- _ASSIGNED TASK_: The answer should be a number alone: the count of lines in the listing below that include "paved".

- _MATERIALS PROVIDED_:
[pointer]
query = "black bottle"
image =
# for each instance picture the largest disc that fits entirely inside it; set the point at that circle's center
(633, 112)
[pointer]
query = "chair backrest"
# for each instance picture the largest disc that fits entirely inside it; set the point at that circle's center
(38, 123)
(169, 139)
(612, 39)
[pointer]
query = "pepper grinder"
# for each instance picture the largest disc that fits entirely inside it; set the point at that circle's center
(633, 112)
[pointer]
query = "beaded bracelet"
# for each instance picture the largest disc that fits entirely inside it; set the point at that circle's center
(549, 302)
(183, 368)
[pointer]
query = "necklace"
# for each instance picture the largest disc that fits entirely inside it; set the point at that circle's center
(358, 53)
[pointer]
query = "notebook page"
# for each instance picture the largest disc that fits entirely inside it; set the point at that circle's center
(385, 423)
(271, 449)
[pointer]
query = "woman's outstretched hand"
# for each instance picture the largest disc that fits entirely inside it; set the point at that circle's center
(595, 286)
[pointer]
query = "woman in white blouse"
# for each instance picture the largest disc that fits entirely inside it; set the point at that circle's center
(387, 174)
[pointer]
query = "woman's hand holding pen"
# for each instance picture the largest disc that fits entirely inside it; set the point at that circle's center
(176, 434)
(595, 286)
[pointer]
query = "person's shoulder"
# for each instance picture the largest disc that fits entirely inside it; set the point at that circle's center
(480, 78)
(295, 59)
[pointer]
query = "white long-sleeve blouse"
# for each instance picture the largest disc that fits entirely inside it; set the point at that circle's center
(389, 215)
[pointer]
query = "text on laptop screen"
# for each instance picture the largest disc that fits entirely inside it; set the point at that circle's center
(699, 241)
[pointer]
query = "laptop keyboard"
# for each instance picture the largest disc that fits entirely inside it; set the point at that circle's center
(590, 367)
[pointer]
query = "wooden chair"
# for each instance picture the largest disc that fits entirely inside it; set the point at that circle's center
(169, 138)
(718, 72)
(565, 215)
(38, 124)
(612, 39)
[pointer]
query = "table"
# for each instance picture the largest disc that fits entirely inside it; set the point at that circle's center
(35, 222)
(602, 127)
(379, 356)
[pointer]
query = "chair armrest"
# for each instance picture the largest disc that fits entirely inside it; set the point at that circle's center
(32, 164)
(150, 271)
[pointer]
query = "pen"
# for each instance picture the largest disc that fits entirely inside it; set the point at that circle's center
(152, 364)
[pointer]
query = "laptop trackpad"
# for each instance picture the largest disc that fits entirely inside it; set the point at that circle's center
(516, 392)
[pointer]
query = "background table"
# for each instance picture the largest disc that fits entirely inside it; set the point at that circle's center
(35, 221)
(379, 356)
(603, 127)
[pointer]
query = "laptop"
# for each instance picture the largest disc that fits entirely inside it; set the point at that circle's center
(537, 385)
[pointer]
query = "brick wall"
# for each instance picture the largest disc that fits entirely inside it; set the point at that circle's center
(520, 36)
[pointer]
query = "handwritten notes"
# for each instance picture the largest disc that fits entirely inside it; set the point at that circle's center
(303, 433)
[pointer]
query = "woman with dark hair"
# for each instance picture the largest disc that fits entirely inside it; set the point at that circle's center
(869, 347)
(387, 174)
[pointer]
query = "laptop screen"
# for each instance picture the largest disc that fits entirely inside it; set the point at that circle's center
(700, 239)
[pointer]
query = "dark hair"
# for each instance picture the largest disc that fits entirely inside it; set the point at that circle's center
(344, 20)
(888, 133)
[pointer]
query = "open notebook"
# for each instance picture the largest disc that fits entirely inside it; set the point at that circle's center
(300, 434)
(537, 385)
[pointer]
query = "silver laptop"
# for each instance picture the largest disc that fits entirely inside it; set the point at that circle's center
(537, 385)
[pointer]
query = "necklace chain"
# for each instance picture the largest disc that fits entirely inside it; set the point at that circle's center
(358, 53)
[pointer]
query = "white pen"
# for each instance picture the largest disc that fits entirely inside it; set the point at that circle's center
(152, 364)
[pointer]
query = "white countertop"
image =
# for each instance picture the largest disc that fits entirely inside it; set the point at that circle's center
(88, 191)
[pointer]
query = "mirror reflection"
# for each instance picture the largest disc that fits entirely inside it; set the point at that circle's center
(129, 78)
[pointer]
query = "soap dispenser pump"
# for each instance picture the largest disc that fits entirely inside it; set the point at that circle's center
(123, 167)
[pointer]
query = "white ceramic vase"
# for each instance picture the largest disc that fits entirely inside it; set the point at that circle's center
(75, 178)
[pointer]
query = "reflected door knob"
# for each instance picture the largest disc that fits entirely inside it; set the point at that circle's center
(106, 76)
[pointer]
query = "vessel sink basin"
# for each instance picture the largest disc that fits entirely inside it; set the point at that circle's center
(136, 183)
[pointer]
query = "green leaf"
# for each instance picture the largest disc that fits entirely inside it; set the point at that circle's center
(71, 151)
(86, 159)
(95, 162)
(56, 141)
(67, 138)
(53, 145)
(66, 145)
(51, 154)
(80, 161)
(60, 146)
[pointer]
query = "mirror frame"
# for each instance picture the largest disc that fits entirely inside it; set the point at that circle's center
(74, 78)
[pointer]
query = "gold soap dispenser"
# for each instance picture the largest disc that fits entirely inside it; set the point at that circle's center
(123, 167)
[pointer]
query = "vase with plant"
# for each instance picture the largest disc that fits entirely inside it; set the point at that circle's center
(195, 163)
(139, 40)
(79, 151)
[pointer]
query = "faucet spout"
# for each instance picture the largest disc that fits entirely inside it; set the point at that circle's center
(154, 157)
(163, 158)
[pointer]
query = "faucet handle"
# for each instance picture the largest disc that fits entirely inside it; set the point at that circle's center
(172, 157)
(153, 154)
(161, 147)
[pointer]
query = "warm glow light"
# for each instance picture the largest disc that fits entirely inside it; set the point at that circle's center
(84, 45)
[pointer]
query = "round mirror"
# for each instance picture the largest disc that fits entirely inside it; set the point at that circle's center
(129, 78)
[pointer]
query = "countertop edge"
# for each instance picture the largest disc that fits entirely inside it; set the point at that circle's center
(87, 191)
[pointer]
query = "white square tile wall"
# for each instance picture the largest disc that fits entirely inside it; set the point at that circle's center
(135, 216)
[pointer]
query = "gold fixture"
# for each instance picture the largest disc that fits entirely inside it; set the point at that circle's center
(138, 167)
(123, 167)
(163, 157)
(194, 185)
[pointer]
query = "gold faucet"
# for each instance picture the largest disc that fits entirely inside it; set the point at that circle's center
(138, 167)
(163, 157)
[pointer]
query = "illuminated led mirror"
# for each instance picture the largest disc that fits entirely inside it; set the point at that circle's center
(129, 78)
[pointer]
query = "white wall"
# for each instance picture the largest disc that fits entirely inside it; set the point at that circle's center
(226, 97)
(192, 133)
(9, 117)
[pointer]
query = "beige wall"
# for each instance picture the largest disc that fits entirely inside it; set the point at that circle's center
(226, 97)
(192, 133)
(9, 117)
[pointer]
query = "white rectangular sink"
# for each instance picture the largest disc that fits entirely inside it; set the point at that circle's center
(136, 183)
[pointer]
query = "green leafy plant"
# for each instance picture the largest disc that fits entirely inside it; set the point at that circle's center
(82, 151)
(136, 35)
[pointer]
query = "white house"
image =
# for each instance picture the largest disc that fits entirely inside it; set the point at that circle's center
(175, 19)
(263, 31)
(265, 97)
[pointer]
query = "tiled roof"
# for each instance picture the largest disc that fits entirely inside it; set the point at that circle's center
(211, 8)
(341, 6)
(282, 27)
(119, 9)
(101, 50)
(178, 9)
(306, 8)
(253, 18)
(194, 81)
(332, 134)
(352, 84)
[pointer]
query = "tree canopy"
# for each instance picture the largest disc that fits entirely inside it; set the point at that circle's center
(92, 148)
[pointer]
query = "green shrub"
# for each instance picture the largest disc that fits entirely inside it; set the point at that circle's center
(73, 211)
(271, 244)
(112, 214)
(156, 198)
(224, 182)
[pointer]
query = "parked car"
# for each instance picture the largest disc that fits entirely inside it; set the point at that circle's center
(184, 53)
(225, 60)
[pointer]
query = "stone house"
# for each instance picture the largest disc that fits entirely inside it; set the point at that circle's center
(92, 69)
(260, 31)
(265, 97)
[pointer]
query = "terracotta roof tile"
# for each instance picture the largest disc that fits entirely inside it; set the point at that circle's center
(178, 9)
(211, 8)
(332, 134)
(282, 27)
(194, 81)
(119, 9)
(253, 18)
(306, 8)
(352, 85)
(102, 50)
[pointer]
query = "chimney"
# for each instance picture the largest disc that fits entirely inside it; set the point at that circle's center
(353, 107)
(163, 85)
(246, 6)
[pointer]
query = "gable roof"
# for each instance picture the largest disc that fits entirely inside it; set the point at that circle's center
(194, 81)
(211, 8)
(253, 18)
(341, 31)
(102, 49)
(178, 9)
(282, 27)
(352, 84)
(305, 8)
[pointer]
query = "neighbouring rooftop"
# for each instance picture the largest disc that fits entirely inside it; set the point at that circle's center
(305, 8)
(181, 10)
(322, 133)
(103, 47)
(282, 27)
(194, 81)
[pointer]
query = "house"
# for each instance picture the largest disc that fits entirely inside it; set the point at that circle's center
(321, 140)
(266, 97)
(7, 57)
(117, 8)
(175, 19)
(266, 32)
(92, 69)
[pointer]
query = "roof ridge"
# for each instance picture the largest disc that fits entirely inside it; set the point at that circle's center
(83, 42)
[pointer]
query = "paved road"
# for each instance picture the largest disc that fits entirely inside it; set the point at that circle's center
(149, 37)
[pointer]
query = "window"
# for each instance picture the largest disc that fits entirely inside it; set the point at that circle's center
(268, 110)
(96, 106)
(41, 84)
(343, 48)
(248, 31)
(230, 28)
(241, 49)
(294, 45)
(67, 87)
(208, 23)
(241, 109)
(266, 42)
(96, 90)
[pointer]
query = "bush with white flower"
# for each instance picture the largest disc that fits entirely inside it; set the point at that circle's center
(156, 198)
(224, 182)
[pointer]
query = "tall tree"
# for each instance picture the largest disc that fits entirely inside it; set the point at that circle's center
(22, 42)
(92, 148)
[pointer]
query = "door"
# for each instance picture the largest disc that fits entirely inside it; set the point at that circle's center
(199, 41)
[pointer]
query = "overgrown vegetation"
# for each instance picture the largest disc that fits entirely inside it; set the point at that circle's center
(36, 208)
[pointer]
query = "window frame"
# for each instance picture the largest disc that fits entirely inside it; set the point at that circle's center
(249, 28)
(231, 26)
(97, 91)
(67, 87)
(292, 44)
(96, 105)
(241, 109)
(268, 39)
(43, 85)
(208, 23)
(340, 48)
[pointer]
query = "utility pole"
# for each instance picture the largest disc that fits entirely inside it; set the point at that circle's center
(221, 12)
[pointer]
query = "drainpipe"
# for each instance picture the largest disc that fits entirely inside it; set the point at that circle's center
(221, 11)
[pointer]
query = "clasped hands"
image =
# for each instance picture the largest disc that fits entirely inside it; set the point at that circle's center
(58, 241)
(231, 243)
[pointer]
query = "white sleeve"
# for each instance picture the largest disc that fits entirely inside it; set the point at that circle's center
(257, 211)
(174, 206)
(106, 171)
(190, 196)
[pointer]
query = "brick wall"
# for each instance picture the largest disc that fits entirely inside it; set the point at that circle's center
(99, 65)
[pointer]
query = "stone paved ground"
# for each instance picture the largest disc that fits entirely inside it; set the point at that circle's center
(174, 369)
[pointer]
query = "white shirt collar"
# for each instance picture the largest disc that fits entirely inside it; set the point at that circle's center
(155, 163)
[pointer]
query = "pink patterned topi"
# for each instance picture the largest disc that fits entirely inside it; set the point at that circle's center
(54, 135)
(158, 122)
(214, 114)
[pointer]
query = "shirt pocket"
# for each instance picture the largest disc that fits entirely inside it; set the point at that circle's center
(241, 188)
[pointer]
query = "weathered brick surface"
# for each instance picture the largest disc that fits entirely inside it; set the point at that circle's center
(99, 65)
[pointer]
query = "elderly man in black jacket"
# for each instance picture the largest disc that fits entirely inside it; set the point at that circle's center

- _SOLUTION TO THE EXERCISE_: 2